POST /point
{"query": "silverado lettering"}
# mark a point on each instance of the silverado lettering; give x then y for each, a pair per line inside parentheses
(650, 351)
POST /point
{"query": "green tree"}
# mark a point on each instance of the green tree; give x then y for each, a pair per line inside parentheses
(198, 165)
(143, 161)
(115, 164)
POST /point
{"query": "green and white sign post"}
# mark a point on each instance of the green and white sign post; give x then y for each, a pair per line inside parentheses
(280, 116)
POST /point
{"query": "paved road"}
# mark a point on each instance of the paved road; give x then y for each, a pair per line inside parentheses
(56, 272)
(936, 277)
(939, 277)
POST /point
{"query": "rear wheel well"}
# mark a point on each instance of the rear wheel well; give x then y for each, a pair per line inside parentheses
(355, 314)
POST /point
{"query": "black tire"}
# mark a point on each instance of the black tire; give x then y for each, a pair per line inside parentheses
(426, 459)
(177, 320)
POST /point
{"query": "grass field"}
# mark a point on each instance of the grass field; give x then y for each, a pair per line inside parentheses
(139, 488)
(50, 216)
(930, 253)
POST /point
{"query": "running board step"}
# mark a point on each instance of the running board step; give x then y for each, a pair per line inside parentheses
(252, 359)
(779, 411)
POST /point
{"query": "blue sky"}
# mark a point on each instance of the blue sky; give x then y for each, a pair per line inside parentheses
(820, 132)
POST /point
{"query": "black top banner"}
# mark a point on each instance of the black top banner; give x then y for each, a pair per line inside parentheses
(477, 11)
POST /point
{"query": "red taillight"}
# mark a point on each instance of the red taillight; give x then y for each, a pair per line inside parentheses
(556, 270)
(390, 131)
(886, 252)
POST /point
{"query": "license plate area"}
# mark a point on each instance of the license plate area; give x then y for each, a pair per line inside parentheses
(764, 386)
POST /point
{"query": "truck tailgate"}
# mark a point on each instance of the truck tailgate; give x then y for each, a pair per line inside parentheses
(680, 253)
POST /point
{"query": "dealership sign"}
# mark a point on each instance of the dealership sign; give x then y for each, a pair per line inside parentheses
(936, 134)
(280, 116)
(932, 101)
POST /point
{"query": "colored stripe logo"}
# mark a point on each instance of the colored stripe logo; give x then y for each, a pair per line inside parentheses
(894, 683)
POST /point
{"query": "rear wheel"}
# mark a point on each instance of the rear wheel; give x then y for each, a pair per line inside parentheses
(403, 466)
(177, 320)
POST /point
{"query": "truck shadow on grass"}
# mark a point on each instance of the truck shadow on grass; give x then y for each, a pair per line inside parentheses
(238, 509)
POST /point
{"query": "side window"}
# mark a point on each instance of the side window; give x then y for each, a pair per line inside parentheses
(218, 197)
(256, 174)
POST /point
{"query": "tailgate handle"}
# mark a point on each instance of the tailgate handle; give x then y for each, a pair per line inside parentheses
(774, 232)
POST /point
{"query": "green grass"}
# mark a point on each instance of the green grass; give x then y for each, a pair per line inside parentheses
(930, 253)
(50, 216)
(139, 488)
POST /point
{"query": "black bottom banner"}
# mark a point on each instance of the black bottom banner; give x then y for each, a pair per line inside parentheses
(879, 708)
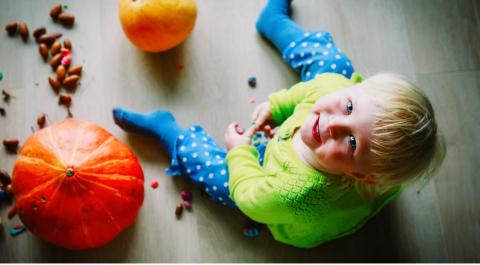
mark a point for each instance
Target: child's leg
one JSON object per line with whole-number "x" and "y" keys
{"x": 194, "y": 154}
{"x": 312, "y": 53}
{"x": 275, "y": 24}
{"x": 160, "y": 124}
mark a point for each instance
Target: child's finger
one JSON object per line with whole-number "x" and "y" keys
{"x": 251, "y": 131}
{"x": 231, "y": 127}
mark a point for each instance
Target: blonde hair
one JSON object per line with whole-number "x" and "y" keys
{"x": 406, "y": 145}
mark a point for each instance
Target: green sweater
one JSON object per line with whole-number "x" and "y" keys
{"x": 300, "y": 205}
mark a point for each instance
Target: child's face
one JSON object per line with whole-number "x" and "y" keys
{"x": 338, "y": 131}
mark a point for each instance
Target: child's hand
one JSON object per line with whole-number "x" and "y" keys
{"x": 261, "y": 115}
{"x": 235, "y": 136}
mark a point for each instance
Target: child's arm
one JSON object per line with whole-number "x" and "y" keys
{"x": 254, "y": 190}
{"x": 251, "y": 187}
{"x": 280, "y": 105}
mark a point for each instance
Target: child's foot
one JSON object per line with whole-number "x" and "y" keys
{"x": 141, "y": 123}
{"x": 270, "y": 12}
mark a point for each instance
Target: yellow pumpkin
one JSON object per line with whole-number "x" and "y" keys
{"x": 157, "y": 25}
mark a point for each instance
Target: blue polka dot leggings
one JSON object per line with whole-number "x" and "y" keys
{"x": 200, "y": 158}
{"x": 310, "y": 53}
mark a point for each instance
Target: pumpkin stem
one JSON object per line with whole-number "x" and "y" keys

*-*-*

Please transcribe the listing exactly as it stands, but omit its pictures.

Output of the exercise
POST /point
{"query": "silverado lettering"}
# mark a point on each instance of the silverado lettering; give x then y for each, a pair per line inside parentheses
(650, 351)
POST /point
{"query": "green tree"}
# mark a point on each instance of the green tree; give x then y for each, a pair per line inside parentheses
(198, 165)
(143, 161)
(115, 164)
POST /point
{"query": "green and white sign post"}
# mark a point on each instance of the green and white sign post; give x then y for each, a pair per line inside parentheses
(280, 116)
POST /point
{"query": "paved road"}
# mark a point on each instance of the paved road; give x then y for each, a pair per line inside parentheses
(56, 272)
(936, 277)
(939, 277)
POST /point
{"query": "rear wheel well"}
# mark a point on each instance of the rear wheel well; give x then y for each, a pair per line inside parentheses
(355, 314)
POST /point
{"query": "black tire"}
# mark a point on each instance of the black tire; give x then y for each, a pair per line inside parentheses
(426, 459)
(177, 320)
POST /point
{"query": "grass field"}
# mark a point on each instance of the grass field; give x then y for each, a pair per line inside parentheses
(139, 488)
(50, 216)
(930, 253)
POST /point
{"query": "running board step"}
# mark a point on each instance of the running board step; give x then y for each, a pair per line inside parentheses
(252, 359)
(779, 411)
POST /point
{"query": "blue sky"}
# mark a point on each instance of the blue sky; give x then y for each, a pair per line inside parentheses
(820, 132)
POST /point
{"query": "black top banner"}
# mark a point on each instance of the black top banner; give x then y for each, a pair per line inside parentheses
(477, 11)
POST /point
{"query": "red taillight"}
# mark a point on each instance of the red taillight; give x then y for each, a pair per line inside parentheses
(556, 270)
(390, 131)
(886, 252)
POST /point
{"query": "license plate area"}
# mark a point on each instance of the license plate area; give x then y for each, a pair per line inside parentheses
(764, 386)
POST /point
{"query": "truck tailgate"}
# mark a point on each instance of the truck tailgate; give x then y for each, a pair per line inside parentheses
(680, 253)
POST /point
{"query": "dealership sign"}
# mark a point on each instance of the dealership sign; give x then y for each, a pair per line inside parentheses
(936, 134)
(280, 116)
(932, 101)
POST /point
{"query": "colored stripe logo"}
# mark a point on each instance of the colored stripe logo; give x then y for each, a pair per line inside parentheses
(894, 683)
POST /point
{"query": "rear wheel"}
# mark a point on each instance of the rear wheel; give x then y for each, a pair per line inside parentheses
(403, 466)
(177, 320)
POST /point
{"query": "truck shadow on grass"}
# mark a point on each instance of the truck shadow on grass; give x then y for each, a pair per line inside parentheses
(238, 509)
POST /point
{"query": "side window"}
# mark a point on each instance of the side window; give x then y for each, a pair per line inside parentheses
(218, 197)
(256, 174)
POST /point
{"query": "tailgate handle"}
# mark a point on each instance of the tailgate handle; give x then y for each, a pair per line inside parentheses
(774, 232)
POST /point
{"query": "green grass"}
# mark a point on each instance of the green grass; give x then y for each, a pair per line inside parentheses
(930, 253)
(50, 216)
(139, 488)
POST /point
{"query": "black bottom banner"}
# mark a point on each instance of the black bottom banner; give x then y for each, a pair per line inside parentheses
(879, 708)
mark a point for each instance
Target: child's leg
one JSON object per line with whole-number "x" and "y" keys
{"x": 194, "y": 154}
{"x": 312, "y": 53}
{"x": 275, "y": 24}
{"x": 160, "y": 124}
mark a point for each instance
Target: child's finger
one JSON object per line with whole-number "x" and "y" keys
{"x": 251, "y": 131}
{"x": 231, "y": 127}
mark a point for each instance
Target: blonde hair
one JSON object per line with whole-number "x" and "y" keys
{"x": 406, "y": 145}
mark a point for each instance
Target: green sweater
one JSON object per line with whole-number "x" and "y" keys
{"x": 300, "y": 205}
mark a point for each instance
Target: child's face
one JSON object per line with whole-number "x" and "y" keys
{"x": 338, "y": 131}
mark a point for each instance
Target: child's hand
one JSON object per line with whole-number "x" and "y" keys
{"x": 261, "y": 115}
{"x": 235, "y": 136}
mark a point for each instance
Target: child's arm
one JSON object per line with whole-number "x" and "y" keys
{"x": 254, "y": 190}
{"x": 251, "y": 187}
{"x": 280, "y": 105}
mark a point for each instance
Target: child's foot
one JSON object per line with whole-number "x" and "y" keys
{"x": 141, "y": 123}
{"x": 270, "y": 12}
mark a point for each instance
Target: yellow pumpkin
one JSON object per line with whole-number "x" and "y" keys
{"x": 157, "y": 25}
mark a point for each instance
Target: blue polka dot leggings
one JSON object per line with whole-number "x" and "y" keys
{"x": 200, "y": 158}
{"x": 310, "y": 53}
mark a point for each instance
Target: pumpkin stem
one JSON object per line with whole-number "x" and "y" keys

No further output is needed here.